Working data:

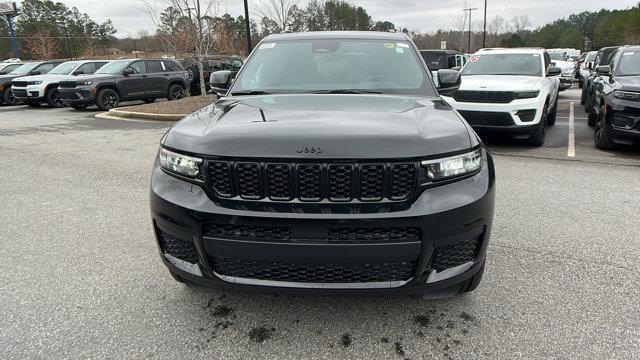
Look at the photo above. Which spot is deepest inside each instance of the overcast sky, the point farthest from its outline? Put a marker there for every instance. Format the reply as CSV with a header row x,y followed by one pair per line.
x,y
422,15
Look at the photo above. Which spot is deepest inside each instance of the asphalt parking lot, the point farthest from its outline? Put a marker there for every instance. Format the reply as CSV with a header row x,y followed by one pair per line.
x,y
81,276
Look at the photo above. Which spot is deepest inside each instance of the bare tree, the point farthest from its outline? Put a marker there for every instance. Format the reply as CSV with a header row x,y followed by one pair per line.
x,y
278,11
520,23
42,46
192,29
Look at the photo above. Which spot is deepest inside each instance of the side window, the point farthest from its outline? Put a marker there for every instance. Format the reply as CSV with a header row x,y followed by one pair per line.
x,y
45,68
154,66
138,67
171,66
87,68
98,65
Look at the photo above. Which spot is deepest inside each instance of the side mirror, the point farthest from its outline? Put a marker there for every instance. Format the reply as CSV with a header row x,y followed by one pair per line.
x,y
449,81
220,81
553,71
603,70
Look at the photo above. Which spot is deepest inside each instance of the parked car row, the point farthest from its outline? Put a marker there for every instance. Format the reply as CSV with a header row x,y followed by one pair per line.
x,y
611,96
81,84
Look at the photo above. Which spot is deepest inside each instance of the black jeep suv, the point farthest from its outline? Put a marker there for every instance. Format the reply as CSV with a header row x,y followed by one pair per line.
x,y
123,80
603,57
330,165
31,68
616,100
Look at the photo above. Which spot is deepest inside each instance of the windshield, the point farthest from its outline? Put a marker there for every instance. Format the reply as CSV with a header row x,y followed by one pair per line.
x,y
629,64
333,65
64,68
504,64
557,57
24,69
114,67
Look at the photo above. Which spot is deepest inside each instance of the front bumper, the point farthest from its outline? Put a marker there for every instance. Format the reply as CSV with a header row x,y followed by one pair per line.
x,y
441,241
623,119
514,118
77,96
30,92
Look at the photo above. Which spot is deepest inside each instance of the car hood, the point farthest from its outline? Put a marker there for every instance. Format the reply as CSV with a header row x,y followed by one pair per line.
x,y
500,83
564,65
629,83
6,78
335,126
44,77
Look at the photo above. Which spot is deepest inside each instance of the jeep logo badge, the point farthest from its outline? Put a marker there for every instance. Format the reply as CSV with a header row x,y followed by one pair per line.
x,y
309,150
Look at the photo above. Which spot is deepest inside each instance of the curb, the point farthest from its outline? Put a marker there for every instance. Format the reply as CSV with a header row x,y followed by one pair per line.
x,y
145,116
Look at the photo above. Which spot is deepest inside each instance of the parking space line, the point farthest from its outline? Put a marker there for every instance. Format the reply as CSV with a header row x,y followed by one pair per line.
x,y
571,147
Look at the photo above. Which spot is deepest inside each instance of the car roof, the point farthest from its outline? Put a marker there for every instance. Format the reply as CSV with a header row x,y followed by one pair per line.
x,y
512,51
319,35
441,51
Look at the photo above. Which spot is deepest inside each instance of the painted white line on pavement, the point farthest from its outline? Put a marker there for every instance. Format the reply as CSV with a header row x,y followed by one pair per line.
x,y
571,147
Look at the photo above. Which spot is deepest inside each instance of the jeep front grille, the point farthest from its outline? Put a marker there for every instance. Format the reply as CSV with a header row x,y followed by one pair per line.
x,y
311,182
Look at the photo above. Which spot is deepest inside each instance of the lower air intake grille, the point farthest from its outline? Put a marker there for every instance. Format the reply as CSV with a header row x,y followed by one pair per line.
x,y
249,232
178,248
314,273
457,254
374,235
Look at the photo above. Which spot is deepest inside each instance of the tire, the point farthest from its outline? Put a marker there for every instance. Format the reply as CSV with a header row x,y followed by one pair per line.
x,y
107,99
592,118
538,135
7,96
473,283
53,98
176,92
601,137
551,117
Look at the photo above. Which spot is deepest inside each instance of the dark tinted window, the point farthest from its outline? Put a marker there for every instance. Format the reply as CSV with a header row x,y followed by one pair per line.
x,y
171,66
138,67
154,66
45,68
88,68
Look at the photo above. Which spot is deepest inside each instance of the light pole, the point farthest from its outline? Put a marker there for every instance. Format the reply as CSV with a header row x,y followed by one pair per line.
x,y
469,10
484,31
247,25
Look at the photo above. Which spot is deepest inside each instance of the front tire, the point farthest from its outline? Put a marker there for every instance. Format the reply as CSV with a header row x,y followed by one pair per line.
x,y
602,139
538,135
7,96
176,92
53,98
107,99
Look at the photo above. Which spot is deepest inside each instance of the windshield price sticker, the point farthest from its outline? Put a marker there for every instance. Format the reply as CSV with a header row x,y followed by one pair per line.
x,y
267,46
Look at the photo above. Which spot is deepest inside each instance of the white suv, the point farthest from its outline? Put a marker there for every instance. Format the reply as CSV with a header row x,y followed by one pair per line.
x,y
513,91
35,89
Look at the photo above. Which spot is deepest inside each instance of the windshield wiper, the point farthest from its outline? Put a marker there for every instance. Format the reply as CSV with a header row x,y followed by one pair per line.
x,y
251,92
344,91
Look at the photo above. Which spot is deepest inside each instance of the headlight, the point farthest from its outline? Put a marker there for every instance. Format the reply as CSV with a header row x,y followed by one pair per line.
x,y
459,165
180,164
526,94
627,95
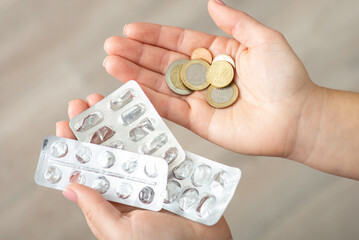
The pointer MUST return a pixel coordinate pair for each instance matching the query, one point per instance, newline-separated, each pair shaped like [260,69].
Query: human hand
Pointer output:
[117,221]
[274,85]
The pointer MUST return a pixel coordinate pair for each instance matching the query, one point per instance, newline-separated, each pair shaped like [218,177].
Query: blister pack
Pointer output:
[200,189]
[127,120]
[120,176]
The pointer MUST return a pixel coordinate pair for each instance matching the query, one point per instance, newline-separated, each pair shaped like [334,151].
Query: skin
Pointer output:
[280,112]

Task goal: Copy out every line above word for word, and leave the pictures out of your copy.

Response for this exercise:
Look at the photo above. Which spot is deepest inside each instance of the overcast sky, the point farthest from its outline? Put a marker there for every instance. Format the reply as CSV with a header row x,y followed by one pair per line.
x,y
422,15
Look at the photo above. Which spot is deepest inside each instance of the asphalt parking lot, the point farthest from its outline? Put a marker there for every instance. Format the reply as CSV with a header row x,y followed by one pair per line.
x,y
81,276
Look at the photo above. Which spot is deepest inside each instance of the bare tree, the point farthest from its outline? Put a marker there for every instance. Format the reply as CSV with a header row x,y followed by one pair per line.
x,y
278,11
520,23
42,46
192,29
Look at the photo above. Which spot is deepest inside each instance of the side window, the point farthest from its outline? Put a marker there for every instance. Format the reply as CSV with a header row x,y followed by one pair per line.
x,y
45,68
154,66
138,67
171,66
87,68
98,65
Look at the photo above. Which spot is deepest inside each instance of the side mirror, the point farthest from its outline? Put a marker there for every instance. Format the reply as CSV with a header row x,y followed by one pair per line.
x,y
449,81
220,81
553,71
603,70
Look at the photo above. Which spot is deepest inside each instance of the parked car row, the point farthest from its outline? Put a marker there for every instance. Format the reply as CSV with a header row x,y followed by one pair per line.
x,y
611,96
81,84
Look at the photo above. Which spot is deepest inside each instance of the black jeep suv, the point farthest from its outline? Put a marker there for every instance. Format the reply as CSV with a header row x,y followed by one pair per line.
x,y
123,80
603,57
330,165
31,68
616,100
Look at the photo above. Which spot is deepest inside each instance of the windshield, the point farthest from its outline? Put a marker there for every instance. Format the reply as CSV with a header row x,y followed by one pair per line.
x,y
629,64
333,65
64,68
504,64
557,57
24,69
114,67
Look at the photo above. Which spot is deepest inside each instance of the front bumper, the point farthest from its outline? Put a marker there for every instance. Format the reply as CSV with a header row x,y followed by one pair per line.
x,y
441,241
623,119
514,118
77,96
30,92
Look at the photo above. Which spot is deepest inside each instance of the car hood, the point farthest from its outline? Put a marker there for every instance. Format the reply as CSV with a header row x,y followed by one pair per line.
x,y
500,83
564,65
629,83
6,78
335,126
44,77
Look at the photo above. Which spot is deepest inside each instance of the jeep logo badge, the point farthest from its outline? Put a marker there for every instance. Format the reply as CSV with a header row x,y followed by one pair per line.
x,y
309,150
Look at the photo above. Which spot is deepest inside each instance of the curb, the point farthest from its outline? Put a marker there for every instance. Format the reply as CSV with a header row x,y followed by one pair per line.
x,y
145,116
Look at the photo above. Which spot is deepest inside each instance of the parking space line, the point farthest from its outline? Put a marker there for every instance. Format the reply as CSV with a header row x,y followed by one pair per line.
x,y
571,147
Look at the photo above. Which spot is deepest inside each instance of the car roof, the point farthest from its outline? Put a marker there for every instance. Format the reply as CSV with a header row x,y followed by one pair per line.
x,y
512,51
319,35
441,51
Look at the photo above. Which spot is deepest inside each instance of the painted white line on pavement, the point farthest from its outline? Put a marker there for every instance. Format the reply as CSV with a header row x,y followed by one pair per line.
x,y
571,147
Look at the photo above. Which spot is deepest inside each instance of the jeep front grille, the point farthest from its outline? Put a marker there for every instance. Format the reply as CSV with a header row x,y followed by one pair per line.
x,y
311,182
Look at the photo above. Which spot is deepest inside each instance of the lower air intake grille, the point farthest from its outline? Put a marker there for every instance. Format the reply as CSV with a header row x,y followed by one pair per line.
x,y
249,232
178,248
314,273
457,254
374,235
Look at the photo above. Which spot is deepest inside each instance of the tire, the point farthest from its outline? Put a marker there for every instance. Format the reply as CSV with a header row x,y followed by one pair per line.
x,y
107,99
592,118
538,135
7,96
473,283
53,98
176,92
601,137
551,117
Look at the photo above. Which spot is deepest inside each instance of the dark tinted window, the point farthest from its outline? Put a marker there for every instance. Format the reply as CSV with a header row x,y followed by one pair per line.
x,y
171,66
138,67
154,66
45,68
88,68
Look at the photo above. Which spot is deepest inside each instance of the light pole, the point farthest from its outline? Put a marker there for every instance. Format the reply as CSV with a header row x,y followed by one pair per line.
x,y
469,10
484,31
247,25
Look at the photo above. Which spot is deepest inside each instance of the front tire, the point farthest from its outline? Put a marker there for every instance. Format the reply as CSV with a header row x,y followed by one pair per line.
x,y
602,139
538,135
7,96
176,92
53,98
107,99
Look at the photo above. Which spot is deepest inside each instance of the windshield price sticker, the point farthest from its outline? Put a marker there for every instance. Format the reply as CSV with a header row x,y followed by one pair per line.
x,y
267,46
Look at the photo above. Which spot is deepest inside each instance of the white suv, the point farthest from its outline? Put a marker there for every instance. Format the reply as CSV with a header row x,y followed by one pair per line.
x,y
513,91
35,89
Look at the photo above. Which spot is deepest inside each instance of the windshield wiper, the point farthest from its outline? Put a marker there for every instance. Format the reply as CSV with a header row x,y followed by one pair per line.
x,y
251,92
344,91
Look at the photo above. Which spot is deepest inside each instance of the headlight, the point farthest from its outline? Put a marker there for every instance. Format the reply as CSV with a header row x,y followed by one pair per line.
x,y
459,165
180,164
526,94
627,95
The pointer MUST return a pixel coordinate pair for each instance matching the query, one point per instance, newline-separated, each pair shaped like [260,69].
Query: human hand
Pointer output:
[117,221]
[274,85]
The pointer MUST return a pixel coordinate pair for each instance matching the query, one point per instance, newline-separated, each pair shaped like [218,177].
Query: blister pack
Pointer output:
[200,189]
[127,120]
[120,176]
The pointer MUST return a pixel coordinate pair for each instance matching the query, one point per instance, newline-separated, each pair shaped like [334,151].
Query: skin
Pointer output:
[280,112]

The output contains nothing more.